[What the task requires]
Quote the post on file-naming scripts word for word, from "As documented in" up to and including "my naming scheme.".

[Selected passage]
I am curious to hear thoughts on pros and cons.
As documented in my other postings about workflow for file handling, I have created some scripts that I am now using to format filenames and folder names. As I have been using them to clean up my files and folders, they have proven extremely useful at creating uniformity in my naming scheme.
Right now, I have implemented them as Python scripts that do the major part of the work, basically by taking in a file or folder name and figuring out the “correct” file or folder name to emit based on my underlying scheme. I have them created a series of KM macros, each of which looks at the current file(s) selected in Finder and applies the scripts to each item, with some additional KM action blocks that support the running of the script. There are right now 5 macros, and it set up so I can trigger a KM palette from which I select the appropriate macro to be run. This has proven very efficient.

[Data provided]
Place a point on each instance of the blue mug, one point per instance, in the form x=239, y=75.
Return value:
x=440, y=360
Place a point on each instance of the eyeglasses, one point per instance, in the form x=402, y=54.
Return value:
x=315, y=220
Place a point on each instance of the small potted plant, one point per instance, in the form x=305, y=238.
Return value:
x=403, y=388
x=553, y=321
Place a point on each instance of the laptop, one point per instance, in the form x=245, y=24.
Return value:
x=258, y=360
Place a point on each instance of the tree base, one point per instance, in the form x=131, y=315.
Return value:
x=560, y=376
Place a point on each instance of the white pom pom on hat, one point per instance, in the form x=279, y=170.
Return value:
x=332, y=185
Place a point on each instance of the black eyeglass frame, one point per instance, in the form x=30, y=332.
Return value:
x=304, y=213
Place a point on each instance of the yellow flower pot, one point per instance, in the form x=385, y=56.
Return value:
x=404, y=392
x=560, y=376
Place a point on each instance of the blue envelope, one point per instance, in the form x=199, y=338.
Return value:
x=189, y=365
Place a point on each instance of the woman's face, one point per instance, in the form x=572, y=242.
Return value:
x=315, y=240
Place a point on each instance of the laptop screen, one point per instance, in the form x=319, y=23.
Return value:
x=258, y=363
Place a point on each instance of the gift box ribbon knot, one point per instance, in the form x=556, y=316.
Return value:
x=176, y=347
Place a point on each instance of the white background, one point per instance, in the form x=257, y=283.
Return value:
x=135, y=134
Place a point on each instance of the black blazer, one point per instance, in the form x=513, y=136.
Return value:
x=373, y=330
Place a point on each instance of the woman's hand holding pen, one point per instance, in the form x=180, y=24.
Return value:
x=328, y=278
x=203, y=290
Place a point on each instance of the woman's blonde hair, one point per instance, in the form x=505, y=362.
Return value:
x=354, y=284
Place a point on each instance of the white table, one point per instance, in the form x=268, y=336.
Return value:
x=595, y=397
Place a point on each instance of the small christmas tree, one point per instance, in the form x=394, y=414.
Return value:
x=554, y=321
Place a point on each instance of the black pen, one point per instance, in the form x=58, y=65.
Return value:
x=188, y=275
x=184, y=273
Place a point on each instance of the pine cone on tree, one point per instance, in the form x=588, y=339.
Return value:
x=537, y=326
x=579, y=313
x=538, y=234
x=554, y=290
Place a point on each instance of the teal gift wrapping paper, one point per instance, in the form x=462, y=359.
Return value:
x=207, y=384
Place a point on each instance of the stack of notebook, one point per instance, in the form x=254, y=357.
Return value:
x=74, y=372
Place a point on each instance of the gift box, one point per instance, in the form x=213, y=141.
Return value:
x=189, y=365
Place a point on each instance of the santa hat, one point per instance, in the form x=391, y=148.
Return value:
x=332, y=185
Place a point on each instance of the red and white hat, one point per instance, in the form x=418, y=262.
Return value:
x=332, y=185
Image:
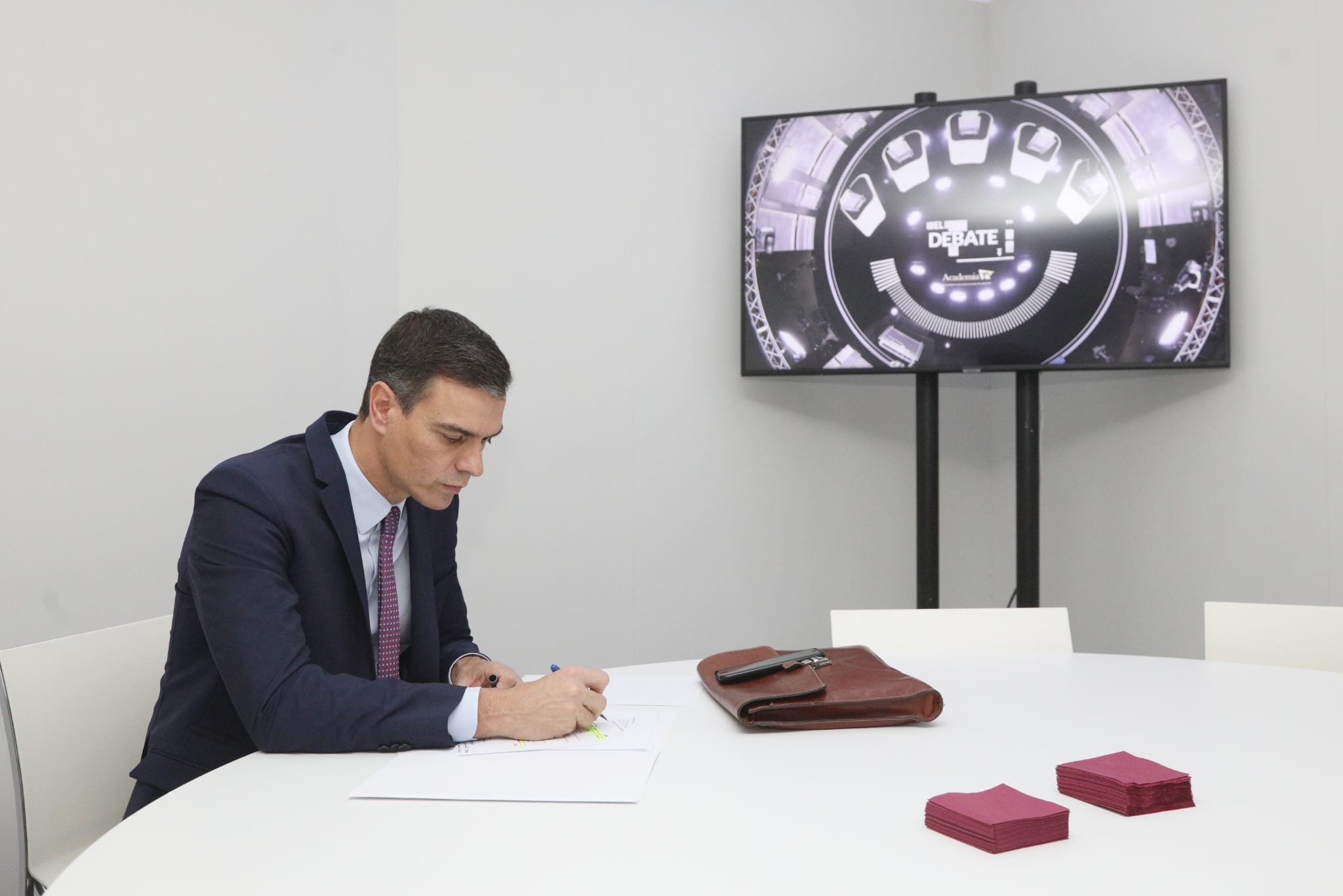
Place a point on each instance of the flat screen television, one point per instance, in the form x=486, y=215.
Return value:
x=1081, y=230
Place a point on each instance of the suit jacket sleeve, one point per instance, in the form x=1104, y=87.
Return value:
x=249, y=612
x=454, y=634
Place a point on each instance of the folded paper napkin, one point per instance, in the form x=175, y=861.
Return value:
x=997, y=820
x=1126, y=783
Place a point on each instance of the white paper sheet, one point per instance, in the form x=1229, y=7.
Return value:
x=547, y=775
x=621, y=730
x=652, y=691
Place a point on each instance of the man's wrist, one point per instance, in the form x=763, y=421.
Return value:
x=452, y=669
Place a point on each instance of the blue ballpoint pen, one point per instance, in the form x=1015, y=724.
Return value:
x=601, y=715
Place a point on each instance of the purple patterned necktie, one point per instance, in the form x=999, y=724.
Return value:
x=388, y=614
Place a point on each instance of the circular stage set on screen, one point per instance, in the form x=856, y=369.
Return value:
x=1057, y=231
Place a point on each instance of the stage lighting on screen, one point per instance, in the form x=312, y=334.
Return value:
x=1054, y=231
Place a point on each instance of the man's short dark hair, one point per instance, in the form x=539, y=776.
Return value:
x=435, y=341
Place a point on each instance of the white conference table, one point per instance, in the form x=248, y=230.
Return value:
x=730, y=810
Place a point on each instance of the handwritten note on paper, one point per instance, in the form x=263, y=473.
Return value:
x=624, y=730
x=546, y=775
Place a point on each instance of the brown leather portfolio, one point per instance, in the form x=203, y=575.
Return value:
x=854, y=690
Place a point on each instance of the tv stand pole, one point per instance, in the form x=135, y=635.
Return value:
x=926, y=458
x=1028, y=467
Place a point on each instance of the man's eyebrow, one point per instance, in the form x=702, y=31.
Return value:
x=458, y=430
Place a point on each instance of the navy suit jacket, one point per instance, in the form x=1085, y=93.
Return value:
x=270, y=646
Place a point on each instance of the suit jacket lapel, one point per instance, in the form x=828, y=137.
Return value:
x=336, y=494
x=425, y=652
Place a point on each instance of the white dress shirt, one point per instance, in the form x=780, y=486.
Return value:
x=371, y=508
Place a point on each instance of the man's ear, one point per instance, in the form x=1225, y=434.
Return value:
x=382, y=404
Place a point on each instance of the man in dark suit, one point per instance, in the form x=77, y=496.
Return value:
x=317, y=606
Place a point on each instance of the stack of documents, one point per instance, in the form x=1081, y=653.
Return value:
x=606, y=762
x=997, y=820
x=1126, y=783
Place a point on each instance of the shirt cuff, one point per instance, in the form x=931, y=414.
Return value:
x=461, y=722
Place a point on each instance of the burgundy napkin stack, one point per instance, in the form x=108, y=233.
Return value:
x=997, y=820
x=1126, y=783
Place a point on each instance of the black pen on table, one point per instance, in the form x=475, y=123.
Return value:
x=601, y=715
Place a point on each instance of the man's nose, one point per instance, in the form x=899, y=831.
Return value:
x=473, y=463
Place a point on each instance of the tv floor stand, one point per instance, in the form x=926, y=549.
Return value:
x=1028, y=472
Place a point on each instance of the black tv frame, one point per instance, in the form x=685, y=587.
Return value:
x=1224, y=313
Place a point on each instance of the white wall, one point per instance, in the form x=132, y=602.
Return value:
x=571, y=180
x=1166, y=490
x=199, y=184
x=198, y=254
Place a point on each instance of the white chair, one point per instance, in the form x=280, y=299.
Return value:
x=1275, y=634
x=1011, y=631
x=74, y=714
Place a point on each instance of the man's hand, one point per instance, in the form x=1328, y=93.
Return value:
x=474, y=672
x=551, y=707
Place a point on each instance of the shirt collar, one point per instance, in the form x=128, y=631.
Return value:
x=369, y=503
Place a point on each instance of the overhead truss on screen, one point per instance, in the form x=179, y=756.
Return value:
x=755, y=190
x=1208, y=312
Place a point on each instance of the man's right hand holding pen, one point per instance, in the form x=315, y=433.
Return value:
x=548, y=707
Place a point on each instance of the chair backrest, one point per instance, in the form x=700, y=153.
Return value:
x=14, y=852
x=78, y=709
x=955, y=631
x=1276, y=634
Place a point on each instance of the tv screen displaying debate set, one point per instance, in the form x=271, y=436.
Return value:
x=1053, y=231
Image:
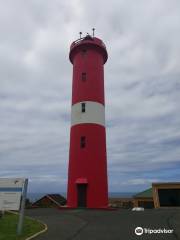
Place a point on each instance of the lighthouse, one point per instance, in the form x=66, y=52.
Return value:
x=87, y=172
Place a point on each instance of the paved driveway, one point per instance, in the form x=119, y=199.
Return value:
x=106, y=225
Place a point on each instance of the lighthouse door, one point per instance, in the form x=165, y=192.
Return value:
x=82, y=192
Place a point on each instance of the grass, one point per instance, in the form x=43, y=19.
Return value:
x=8, y=227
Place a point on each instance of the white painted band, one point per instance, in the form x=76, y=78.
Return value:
x=94, y=113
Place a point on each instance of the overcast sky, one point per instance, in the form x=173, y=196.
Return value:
x=142, y=87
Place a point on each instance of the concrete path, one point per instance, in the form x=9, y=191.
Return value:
x=106, y=225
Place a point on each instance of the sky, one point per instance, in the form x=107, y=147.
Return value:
x=142, y=85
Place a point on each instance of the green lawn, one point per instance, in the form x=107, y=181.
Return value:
x=8, y=227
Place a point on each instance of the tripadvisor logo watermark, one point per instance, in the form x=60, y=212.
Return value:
x=139, y=231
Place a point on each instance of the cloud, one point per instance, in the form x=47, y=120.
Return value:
x=141, y=82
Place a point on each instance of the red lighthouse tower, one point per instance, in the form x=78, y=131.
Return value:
x=87, y=173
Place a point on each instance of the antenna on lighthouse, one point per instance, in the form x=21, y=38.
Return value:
x=80, y=34
x=93, y=31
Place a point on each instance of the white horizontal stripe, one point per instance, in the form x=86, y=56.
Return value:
x=94, y=113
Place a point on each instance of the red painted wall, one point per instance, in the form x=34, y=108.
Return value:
x=90, y=162
x=93, y=88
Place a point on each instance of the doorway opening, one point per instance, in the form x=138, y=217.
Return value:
x=82, y=195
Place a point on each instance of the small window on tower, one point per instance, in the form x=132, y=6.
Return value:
x=83, y=77
x=83, y=142
x=83, y=107
x=84, y=52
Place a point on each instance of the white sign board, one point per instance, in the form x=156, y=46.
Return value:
x=10, y=193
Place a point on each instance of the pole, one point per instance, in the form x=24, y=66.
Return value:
x=22, y=207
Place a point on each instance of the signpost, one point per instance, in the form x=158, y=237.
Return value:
x=13, y=197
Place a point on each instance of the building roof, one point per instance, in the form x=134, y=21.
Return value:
x=55, y=198
x=145, y=194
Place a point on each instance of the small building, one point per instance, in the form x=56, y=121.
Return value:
x=50, y=200
x=166, y=194
x=144, y=199
x=121, y=202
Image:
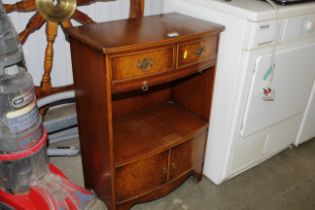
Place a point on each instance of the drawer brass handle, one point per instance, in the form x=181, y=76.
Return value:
x=145, y=64
x=145, y=86
x=199, y=50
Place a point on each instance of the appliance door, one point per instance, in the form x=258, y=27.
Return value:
x=307, y=128
x=292, y=83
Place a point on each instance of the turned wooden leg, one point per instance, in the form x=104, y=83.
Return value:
x=51, y=32
x=33, y=24
x=197, y=174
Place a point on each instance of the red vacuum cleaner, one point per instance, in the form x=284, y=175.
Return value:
x=27, y=180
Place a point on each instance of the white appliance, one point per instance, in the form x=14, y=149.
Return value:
x=247, y=127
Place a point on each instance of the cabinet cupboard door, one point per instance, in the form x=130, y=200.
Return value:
x=142, y=176
x=187, y=155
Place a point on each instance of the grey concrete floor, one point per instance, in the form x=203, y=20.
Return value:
x=286, y=181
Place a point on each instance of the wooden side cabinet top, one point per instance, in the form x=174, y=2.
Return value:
x=143, y=96
x=137, y=33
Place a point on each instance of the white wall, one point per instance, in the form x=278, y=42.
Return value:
x=34, y=47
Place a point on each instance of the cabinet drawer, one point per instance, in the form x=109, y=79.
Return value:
x=197, y=51
x=142, y=63
x=142, y=176
x=187, y=155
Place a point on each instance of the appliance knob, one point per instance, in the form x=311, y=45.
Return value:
x=309, y=26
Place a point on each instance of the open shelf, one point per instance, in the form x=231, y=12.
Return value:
x=152, y=130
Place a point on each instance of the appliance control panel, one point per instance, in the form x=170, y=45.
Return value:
x=299, y=27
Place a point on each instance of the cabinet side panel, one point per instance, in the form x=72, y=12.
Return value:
x=195, y=93
x=93, y=102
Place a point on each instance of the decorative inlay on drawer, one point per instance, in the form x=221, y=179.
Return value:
x=142, y=63
x=197, y=51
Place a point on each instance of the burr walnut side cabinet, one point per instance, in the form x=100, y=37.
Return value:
x=143, y=94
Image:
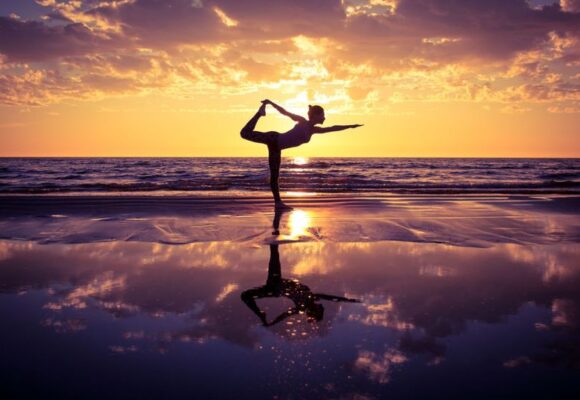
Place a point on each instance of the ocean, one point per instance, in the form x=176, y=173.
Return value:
x=319, y=175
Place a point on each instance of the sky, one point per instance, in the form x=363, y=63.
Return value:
x=427, y=78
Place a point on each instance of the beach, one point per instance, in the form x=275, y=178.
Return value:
x=472, y=295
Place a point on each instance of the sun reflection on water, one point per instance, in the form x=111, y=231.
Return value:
x=299, y=221
x=300, y=161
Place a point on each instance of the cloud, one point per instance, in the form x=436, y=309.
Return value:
x=354, y=54
x=36, y=41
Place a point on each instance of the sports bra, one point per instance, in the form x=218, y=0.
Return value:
x=301, y=133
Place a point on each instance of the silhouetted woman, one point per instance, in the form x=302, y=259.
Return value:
x=276, y=142
x=305, y=301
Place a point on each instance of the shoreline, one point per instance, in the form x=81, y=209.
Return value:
x=465, y=220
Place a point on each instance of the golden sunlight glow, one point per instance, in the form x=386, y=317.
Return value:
x=299, y=221
x=229, y=288
x=300, y=161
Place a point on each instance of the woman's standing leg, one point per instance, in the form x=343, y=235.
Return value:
x=274, y=160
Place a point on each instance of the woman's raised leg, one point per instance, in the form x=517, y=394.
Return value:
x=247, y=131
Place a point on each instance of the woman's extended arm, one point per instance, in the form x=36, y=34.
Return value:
x=282, y=111
x=335, y=128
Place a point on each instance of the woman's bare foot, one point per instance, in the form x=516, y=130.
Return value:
x=262, y=110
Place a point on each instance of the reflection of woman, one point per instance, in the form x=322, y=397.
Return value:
x=276, y=142
x=304, y=300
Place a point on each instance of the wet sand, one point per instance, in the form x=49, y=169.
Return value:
x=472, y=296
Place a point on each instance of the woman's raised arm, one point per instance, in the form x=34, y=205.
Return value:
x=283, y=111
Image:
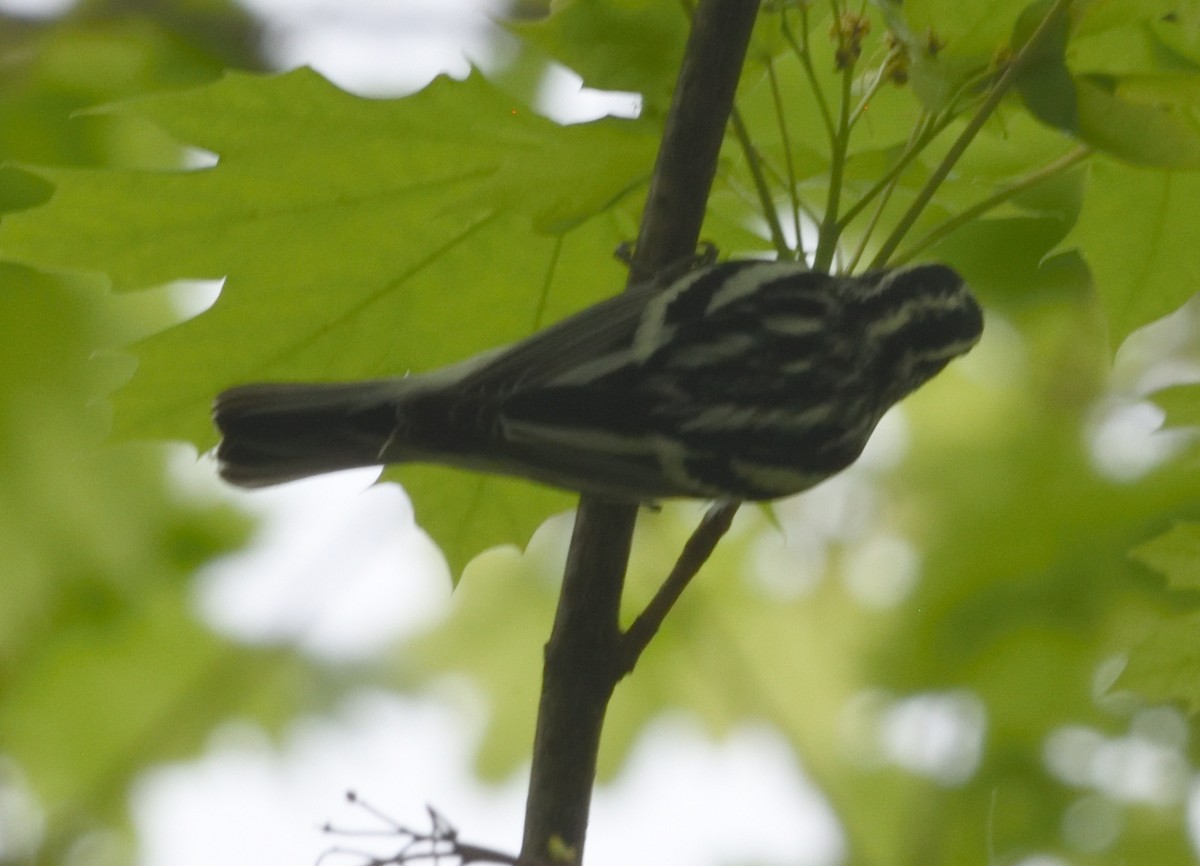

[Solution for this exercise]
As documented in my other postings about workflow for file handling, I have created some scripts that I am now using to format filenames and folder names. As I have been using them to clean up my files and folders, they have proven extremely useful at creating uniformity in my naming scheme.